_TEXT UNDER STUDY_:
□ □ □ □ □

Comparison of Group Means for Levator Muscle Morphology Analyses Between the Current Study and Similar Studies Using MRI

	Current Study: 12 Black and White Children (4–7 years old)	Perry (2011b): Four White Women (30–36 years old)	Ettema et al. (2002) 10 White Men and Women (21–53 years old)
Angle of origin (°)
Rest	60.04	58	63
/i/	54.25	48	53
/s/	5.60	44	52
Levator muscle length (mm)
Rest	32.9	44	45
/i/	29.53	37	40
/s/	28.41	36	37
Muscle contraction (%)
/i/	10.3	17	15
/s/	13.7	21	18

Clinical Implications

The findings of this study provide applications to clinical practice. No studies have examined the feasibility of using upright MRI imaging to assess the velopharyngeal area in young children. In cleft palate, the major muscle of interest is the levator. MRI enables direct visualization of the levator muscle. Traditional supine imaging has been associated with the feeling of claustrophobia, and children younger than 4 years have to be sedated. However, modifications to the imaging protocol, such as acclimating the subject to the process involved (through audio samples, rehearsals, and consistent reinforcement), can achieve successful results. In the present study, children as young as four years old were imaged without any sedation at rest and during speech tasks. MRI is a promising diagnostic tool for enabling presurgical decisions in young children (Perry et al., 2011; Kuehn et al., 2000).

□ □ □ □ □

_DATASET CONTENT_:
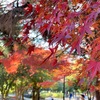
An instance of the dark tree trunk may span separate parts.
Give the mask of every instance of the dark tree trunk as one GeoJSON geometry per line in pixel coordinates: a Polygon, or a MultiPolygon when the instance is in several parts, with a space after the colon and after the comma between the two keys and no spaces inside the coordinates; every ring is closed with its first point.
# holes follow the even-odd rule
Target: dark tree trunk
{"type": "MultiPolygon", "coordinates": [[[[100,79],[97,79],[96,86],[100,86],[100,79]]],[[[100,90],[96,90],[96,100],[100,100],[100,90]]]]}
{"type": "Polygon", "coordinates": [[[100,100],[100,90],[96,91],[96,100],[100,100]]]}
{"type": "Polygon", "coordinates": [[[40,100],[40,88],[38,87],[33,87],[33,90],[32,90],[32,100],[40,100]]]}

□ □ □ □ □

_ACTION ITEM 1_:
In the levator muscle text, how old were the youngest children who were imaged without sedation?
_ACTION ITEM 2_:
Copy the levator muscle text word for word, starting at "Angle of origin" and ending at "Muscle contraction (%)".
The items come from a different source than the levator muscle text.

_ANSWER BOX 1_:
Four years old.

_ANSWER BOX 2_:
Angle of origin (°)
Rest	60.04	58	63
/i/	54.25	48	53
/s/	5.60	44	52
Levator muscle length (mm)
Rest	32.9	44	45
/i/	29.53	37	40
/s/	28.41	36	37
Muscle contraction (%)